◆ SOURCE RECORDS:

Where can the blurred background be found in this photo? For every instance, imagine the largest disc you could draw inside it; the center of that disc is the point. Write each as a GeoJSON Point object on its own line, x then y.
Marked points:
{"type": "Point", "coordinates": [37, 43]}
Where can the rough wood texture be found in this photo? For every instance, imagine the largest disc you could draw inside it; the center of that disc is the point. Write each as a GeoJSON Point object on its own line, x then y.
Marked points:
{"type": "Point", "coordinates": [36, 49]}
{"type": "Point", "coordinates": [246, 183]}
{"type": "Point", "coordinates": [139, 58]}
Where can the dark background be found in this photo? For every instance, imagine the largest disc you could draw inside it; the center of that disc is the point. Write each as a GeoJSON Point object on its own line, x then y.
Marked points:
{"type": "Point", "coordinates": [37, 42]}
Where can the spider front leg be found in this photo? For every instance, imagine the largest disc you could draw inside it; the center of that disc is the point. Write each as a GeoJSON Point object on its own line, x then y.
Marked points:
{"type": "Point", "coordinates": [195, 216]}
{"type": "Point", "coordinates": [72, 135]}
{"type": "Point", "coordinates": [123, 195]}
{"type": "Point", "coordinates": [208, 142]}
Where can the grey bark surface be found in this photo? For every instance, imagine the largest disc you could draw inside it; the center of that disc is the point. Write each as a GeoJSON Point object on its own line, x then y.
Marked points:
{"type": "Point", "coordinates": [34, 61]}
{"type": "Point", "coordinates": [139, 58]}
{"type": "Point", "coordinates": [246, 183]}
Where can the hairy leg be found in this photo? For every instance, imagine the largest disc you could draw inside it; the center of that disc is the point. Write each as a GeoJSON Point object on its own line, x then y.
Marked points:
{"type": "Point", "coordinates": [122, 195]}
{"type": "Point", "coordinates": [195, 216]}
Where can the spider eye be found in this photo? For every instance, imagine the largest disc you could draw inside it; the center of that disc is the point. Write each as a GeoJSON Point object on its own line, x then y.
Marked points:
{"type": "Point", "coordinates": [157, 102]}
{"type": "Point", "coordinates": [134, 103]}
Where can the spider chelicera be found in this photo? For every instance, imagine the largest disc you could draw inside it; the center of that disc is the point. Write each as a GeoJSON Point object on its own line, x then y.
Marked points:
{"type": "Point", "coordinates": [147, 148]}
...
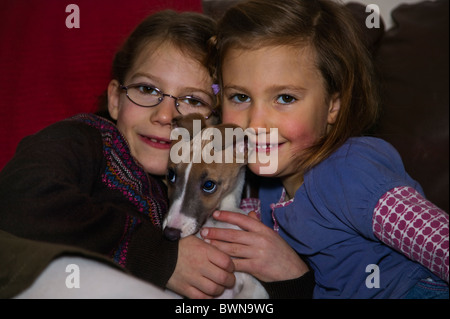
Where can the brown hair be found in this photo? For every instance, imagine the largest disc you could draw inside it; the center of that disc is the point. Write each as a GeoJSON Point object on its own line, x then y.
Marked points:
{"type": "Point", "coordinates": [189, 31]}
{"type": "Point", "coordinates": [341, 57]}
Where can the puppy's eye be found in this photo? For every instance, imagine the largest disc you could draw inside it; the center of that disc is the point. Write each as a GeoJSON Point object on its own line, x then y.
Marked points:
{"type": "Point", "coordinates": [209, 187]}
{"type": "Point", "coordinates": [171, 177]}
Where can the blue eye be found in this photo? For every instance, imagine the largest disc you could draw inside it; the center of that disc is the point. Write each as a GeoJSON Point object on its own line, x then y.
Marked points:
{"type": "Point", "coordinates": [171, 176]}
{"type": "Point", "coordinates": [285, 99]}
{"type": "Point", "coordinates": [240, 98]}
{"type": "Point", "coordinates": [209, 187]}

◆ TASK BRIEF:
Tally the lines of the data that hold the string "background". Answer with the number and nothing more.

◆ REPLY:
2